Repeat word for word the line with "written like (73,96)." and every line after it until the records below run out.

Start of Records to process

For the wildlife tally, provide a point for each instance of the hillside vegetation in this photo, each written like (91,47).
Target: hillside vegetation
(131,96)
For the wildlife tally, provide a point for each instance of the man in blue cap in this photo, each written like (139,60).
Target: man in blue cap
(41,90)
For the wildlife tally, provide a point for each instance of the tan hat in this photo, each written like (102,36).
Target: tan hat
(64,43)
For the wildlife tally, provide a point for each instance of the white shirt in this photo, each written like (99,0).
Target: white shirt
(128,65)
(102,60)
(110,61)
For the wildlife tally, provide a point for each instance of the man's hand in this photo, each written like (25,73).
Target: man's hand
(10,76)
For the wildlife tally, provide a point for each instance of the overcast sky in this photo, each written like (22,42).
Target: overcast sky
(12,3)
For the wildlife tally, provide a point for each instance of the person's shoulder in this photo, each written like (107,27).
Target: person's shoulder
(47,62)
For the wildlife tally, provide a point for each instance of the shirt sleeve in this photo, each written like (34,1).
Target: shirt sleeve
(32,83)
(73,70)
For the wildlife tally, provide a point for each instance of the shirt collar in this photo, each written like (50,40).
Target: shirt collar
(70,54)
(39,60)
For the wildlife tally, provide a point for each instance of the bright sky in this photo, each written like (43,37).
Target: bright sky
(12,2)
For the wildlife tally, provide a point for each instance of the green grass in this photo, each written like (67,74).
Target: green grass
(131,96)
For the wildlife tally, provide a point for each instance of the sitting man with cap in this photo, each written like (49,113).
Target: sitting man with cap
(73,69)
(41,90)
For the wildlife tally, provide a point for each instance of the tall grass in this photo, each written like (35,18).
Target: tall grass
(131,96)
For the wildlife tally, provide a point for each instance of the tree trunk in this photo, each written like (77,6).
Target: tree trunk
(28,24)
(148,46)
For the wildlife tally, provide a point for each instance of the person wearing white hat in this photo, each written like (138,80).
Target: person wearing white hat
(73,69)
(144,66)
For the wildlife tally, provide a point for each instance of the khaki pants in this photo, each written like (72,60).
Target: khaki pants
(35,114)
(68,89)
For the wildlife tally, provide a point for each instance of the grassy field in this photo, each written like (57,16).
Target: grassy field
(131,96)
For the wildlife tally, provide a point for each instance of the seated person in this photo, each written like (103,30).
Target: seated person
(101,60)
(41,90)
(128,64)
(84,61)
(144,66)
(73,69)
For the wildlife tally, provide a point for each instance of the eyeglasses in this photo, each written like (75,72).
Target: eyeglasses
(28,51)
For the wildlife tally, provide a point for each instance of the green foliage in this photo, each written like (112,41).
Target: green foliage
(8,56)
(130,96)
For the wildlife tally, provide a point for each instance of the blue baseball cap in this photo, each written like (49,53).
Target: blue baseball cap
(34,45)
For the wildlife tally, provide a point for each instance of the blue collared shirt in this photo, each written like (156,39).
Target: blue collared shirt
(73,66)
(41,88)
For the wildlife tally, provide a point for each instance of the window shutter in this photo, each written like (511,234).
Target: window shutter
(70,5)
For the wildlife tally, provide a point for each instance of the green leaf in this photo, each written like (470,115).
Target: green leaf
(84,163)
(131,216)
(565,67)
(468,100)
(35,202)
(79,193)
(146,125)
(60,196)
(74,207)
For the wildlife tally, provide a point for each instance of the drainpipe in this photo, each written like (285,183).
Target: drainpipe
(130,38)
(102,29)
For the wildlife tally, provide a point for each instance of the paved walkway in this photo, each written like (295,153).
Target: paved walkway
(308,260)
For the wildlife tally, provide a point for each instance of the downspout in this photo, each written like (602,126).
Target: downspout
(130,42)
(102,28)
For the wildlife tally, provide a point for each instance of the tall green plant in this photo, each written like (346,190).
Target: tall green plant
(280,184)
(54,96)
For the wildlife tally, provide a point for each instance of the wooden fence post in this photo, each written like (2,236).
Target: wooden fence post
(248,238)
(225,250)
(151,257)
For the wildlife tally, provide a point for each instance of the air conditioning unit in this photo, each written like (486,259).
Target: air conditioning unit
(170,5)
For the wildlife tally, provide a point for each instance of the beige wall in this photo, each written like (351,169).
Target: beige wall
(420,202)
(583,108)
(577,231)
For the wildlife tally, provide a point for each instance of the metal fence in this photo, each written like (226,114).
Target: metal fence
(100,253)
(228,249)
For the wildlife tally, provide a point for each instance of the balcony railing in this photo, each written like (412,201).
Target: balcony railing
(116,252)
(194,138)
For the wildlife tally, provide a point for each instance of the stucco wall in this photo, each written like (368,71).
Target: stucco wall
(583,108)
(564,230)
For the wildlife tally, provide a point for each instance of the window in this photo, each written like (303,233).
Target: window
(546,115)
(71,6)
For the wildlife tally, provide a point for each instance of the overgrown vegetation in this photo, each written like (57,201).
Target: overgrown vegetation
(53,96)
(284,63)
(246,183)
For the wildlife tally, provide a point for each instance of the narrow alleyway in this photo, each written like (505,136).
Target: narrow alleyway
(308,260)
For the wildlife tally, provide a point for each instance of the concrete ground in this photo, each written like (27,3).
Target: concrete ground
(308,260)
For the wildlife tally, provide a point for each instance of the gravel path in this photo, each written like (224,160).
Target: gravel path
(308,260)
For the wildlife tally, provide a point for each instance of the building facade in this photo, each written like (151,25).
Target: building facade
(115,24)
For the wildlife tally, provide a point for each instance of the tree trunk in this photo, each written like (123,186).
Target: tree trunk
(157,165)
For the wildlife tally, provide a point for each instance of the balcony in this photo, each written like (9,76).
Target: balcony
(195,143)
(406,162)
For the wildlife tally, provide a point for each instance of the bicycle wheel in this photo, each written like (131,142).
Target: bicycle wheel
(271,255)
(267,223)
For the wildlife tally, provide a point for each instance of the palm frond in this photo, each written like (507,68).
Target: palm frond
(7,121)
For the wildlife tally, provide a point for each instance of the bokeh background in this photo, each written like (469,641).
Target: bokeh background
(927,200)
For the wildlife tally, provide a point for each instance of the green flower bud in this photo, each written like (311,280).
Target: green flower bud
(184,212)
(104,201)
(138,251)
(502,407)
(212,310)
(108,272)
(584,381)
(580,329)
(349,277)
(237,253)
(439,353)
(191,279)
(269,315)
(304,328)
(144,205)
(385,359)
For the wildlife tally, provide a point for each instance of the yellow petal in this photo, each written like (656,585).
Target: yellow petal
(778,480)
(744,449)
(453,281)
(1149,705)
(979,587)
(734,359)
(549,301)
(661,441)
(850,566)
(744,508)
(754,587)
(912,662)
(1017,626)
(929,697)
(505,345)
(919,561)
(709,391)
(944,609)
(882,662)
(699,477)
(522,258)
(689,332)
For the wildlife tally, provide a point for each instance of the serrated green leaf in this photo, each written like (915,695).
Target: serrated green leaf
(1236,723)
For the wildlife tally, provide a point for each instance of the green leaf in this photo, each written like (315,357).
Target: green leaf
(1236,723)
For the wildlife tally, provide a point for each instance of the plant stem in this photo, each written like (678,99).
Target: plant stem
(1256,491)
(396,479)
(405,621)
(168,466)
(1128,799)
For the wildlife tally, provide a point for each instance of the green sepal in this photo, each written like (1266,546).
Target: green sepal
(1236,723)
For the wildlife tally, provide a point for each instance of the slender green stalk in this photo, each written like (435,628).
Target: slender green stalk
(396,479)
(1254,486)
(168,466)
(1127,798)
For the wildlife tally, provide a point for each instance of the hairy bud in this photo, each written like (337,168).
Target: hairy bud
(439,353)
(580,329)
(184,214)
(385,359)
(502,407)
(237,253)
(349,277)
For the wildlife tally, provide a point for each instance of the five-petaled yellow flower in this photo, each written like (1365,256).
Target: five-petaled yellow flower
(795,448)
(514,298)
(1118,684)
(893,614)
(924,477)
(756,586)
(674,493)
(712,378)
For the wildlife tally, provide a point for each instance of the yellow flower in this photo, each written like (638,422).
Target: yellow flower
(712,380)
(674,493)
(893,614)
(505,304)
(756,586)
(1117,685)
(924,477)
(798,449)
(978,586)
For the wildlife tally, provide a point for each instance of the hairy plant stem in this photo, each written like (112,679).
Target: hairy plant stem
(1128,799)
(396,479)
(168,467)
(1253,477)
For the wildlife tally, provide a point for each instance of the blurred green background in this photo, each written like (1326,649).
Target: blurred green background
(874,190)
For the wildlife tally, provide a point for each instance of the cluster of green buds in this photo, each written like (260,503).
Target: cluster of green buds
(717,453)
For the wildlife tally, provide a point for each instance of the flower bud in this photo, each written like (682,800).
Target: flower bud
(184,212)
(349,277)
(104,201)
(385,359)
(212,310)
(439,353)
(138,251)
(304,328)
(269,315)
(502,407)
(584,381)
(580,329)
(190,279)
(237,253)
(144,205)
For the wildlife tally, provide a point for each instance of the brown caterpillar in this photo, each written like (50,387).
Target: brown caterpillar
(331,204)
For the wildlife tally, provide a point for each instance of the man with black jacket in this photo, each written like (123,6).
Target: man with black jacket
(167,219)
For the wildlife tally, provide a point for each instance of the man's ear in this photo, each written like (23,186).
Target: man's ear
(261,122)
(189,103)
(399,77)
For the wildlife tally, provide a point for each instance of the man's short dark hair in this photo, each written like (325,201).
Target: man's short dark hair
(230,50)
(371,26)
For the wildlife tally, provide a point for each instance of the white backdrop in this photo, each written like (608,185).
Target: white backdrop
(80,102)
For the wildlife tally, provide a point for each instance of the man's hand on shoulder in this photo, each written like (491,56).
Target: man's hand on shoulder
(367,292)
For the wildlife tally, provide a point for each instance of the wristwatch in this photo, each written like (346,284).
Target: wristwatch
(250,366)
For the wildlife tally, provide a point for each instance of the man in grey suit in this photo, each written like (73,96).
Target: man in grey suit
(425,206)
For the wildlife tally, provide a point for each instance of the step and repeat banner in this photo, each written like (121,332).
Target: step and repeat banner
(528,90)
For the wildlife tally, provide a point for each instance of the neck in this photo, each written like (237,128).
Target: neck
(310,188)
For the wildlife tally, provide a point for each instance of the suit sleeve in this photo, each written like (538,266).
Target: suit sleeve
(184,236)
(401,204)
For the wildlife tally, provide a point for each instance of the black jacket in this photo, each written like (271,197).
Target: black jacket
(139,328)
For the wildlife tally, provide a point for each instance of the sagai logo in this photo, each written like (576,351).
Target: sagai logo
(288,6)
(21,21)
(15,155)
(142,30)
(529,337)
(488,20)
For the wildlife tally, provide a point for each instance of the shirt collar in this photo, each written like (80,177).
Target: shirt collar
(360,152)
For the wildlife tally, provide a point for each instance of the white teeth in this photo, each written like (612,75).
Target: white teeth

End of Records to process

(Written answer):
For the wildlife tally, provide a point for each instance of the man in grey suit in this photo, each written like (73,96).
Target: man in grey suit
(425,206)
For the wildlife tally, provide a point for each instance of the step and repeat banner in this photo, each written like (121,332).
Target: step and repeat banner
(528,90)
For the wildlife tally, provide a point for each instance of the neck in this photo, each written like (237,128).
Target: neck
(310,188)
For the wildlife tally, provide a point for each instance of the suit sleeve in this photo, each written like (538,266).
Target: suit sleeve
(184,236)
(401,204)
For the wildlife tally, provide a point for each instance of the black jacket in this photo, each written like (271,197).
Target: black jacket
(139,328)
For the wildlife tally, provide a point for each instance of the sagai logo in this photo, each written like (576,351).
Target: sagai logo
(288,6)
(21,21)
(15,155)
(142,30)
(529,337)
(488,20)
For the wildlife tally, provide a point for each instance of the shirt collar in this photo, each written like (80,177).
Target: shirt collar
(360,152)
For the wildlife tally, provide a point for each instance of the white teeth in this photo, each written like (612,75).
Target: white teeth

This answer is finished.